### SOURCE EXCERPT

Meanwhile, their comrades in IX Korps, strengthened by two brigades from XI Korps, were also attacking, facing only one French division. Fortunately for the French, their attackers failed to concentrate their forces, resulting in them advancing piecemeal Not surprisingly, the Austrians were repelled every time.
That, essentially, was how the fight fared in Niel's section of the battlefield for the following six hours: where there once was a hole in their line on the left, artillery attained for the French "an incontestable superiority," according to the IV Corps commander, while along the rest of his line it was more challenging: "When the combat was carried on by the fire of the infantry," Niel attested, "I lost ground, the enemy having the advantage in numbers. Then I formed a column of attack with one of my reserve battalions, and gained more by the bayonet than I had lost by the musketry."
At 3:00 in the afternoon, the rest of the division Canrobert had sent to help Niel arrived near the settlement of Rebecco, relieving some pressure off the defending French forces in that part of the Campo di Medole. The units relieved were immediately ordered to take Guidizzolo. Upon reaching the village's outer structures, the French saw fresh Austrian troops and were repulsed, running past and over for a second time the dead and wounded of both sides. Nonetheless, they had just disrupted an enemy attempt to push the Allies into Lake Grada.
Having confirmed that his right flank was secure, Canrobert once again imparted to Niel another brigade from one of his divisions, which arrived at the field of battle at four. Advancing, it took two Austrian cannons and droves of Austrian... but Mother Nature prevented them from making it to Guidizzolo.
The Battle of Solferino was not merely between the French and the Austrians; after all, they were both fighting in somebody else's territory. The Sardinian Army was also there, advancing alongside the French, the Allies's left flank. Two of its divisions, the main body, were to march on Pozzolengo and San Martino; the other would head for Madonna della Scoperta. All of them would be moving in hilly, unforgiving terrain under no unified command, Vittorio Emmanuele, the army's commander-in-chief, preferring instead to observe the fight in the Allied center. Those factors were hardly ingredients for the recipe of success.

### CHALLENGES
1 - Decide whether each statement below agrees with the passage on the Battle of Solferino. Answer yes or no for each, and quote the words of the passage that settle it.
(a) IX Korps faced only one French division.
(b) Vittorio Emmanuele directed the Sardinian Army from its left flank.
(c) The brigade Canrobert sent to Niel reached the battlefield at four.
2 - Use the passage on the Battle of Solferino to answer these questions.
(a) How many brigades from XI Korps strengthened IX Korps?
(b) At what time did the rest of Canrobert's division arrive near Rebecco?
(c) Which two places were the Sardinian Army's main-body divisions supposed to march on?
3 - Write the next part of the passage on the Battle of Solferino, picking up after its last sentence.

### PROVIDED DATA
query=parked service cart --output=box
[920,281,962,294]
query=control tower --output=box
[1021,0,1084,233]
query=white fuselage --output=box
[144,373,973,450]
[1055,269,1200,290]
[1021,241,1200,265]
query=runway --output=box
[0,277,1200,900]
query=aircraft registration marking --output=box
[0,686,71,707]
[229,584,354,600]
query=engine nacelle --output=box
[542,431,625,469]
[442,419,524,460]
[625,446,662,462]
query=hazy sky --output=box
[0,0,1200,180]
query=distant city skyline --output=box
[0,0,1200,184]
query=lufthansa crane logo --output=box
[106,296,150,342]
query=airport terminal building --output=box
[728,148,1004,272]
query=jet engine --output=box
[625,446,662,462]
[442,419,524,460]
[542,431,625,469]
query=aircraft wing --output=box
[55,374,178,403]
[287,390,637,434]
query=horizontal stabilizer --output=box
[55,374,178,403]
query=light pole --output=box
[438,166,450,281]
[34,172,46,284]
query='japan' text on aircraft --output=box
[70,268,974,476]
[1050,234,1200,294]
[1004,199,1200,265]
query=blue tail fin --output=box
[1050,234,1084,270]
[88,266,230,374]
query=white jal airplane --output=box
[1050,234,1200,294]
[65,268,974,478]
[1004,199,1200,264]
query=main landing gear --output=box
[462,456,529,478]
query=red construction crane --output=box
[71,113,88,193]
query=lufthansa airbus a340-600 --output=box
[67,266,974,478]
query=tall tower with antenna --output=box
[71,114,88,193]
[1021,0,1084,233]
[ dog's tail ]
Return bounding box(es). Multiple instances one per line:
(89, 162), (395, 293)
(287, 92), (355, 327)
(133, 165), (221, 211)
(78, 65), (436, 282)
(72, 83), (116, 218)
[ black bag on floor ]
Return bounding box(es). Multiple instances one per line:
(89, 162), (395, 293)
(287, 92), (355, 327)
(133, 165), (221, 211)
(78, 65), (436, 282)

### ANSWERS BELOW
1 -
(a) Yes: "facing only one French division."
(b) No: "preferring instead to observe the fight in the Allied center."
(c) Yes: "which arrived at the field of battle at four."

2 -
(a) Two brigades.
(b) At 3:00 in the afternoon.
(c) Pozzolengo and San Martino.

3 -
The ingredients showed their unsuitability when, at Madonna della Scoperta at 5:30 in the morning, advanced elements of the division tasked with going there met the enemy, who pushed them back. Although the main body left Lonato an hour and a half later, the ten-kilometer journey was very time-consuming, lasting five hours. So the Italians at Madonna della Scoperta would fight their battle alone, reinforcements reaching them only after the Austrians had left.
Also, the main body had its own problems, too. Thirty minutes into its march, it stumbled upon the Austrians of VIII Korps, commanded by FML Ludwig von Benedek, who, unlike most of his fellow officers, sympathized with the men under him, and if Hess was the best strategist in the Austrian army, Benedek was its best tactician. VIII Korps then attacked, compelling the Sardinians to retreat four kilometers and taking a promontory called San Martino.
Thirty-two meters tall at its highest point, San Martino made an ideal defensive position. The vastness of the hill allowed a multitude of Austrians to occupy it, and on its north face, Mother Earth had created a breastwork in the form of steep slopes, which were made all the more protective for the defenders by pine trees and the houses of the local populace. While the Sardinians outnumbered the Austrians 25,000 to 20,000, they attacked this position one brigade at a time. It was exactly like what happened at the Camp di Medole only that it was the Austrians who played the part of the defender, and- again, like the Austrian assaults at the Campo di Medole- the results were invariably the same for the attackers: failure.
That is, until events elsewhere made Benedek's position untenable. The defeat of the Austrians around Solferino caused them to withdraw, including V Korps, which was fighting the Sardinians at Madonna della Scoperta. This occurrence resulted in Benedek facing his enemy from three sides, making his grip on San Martino precarious. Unlike the other parts of the battlefield, the arrival at 5:00 P.M. of the storm which had been within sight for a long time didn't end the match; the rain merely allowed both sides to pause for a while and get a breather.
When the downpour ceased, it became time to resume fighting. As the sun started to set in the west, Benedek's hold on San Martino was unhinged by five Sardinian brigades coming from every direction except upwards from the sky or downwards from the earth, the kind of concentrated thrust the Sardinians should have done in the first place. With orders to withdraw, Benedek conceded the hill to the assailants, albeit in a rather obdurate manner, and about 9:00 P.M. all the cacophony of war there—men screaming, guns firing, shells bursting, the guttural noises once makes when a bullet or shell fragment makes its way into the body—stopped. It was silent once more, save for the sounds of nature in the nighttime, the music of the insects and the birds...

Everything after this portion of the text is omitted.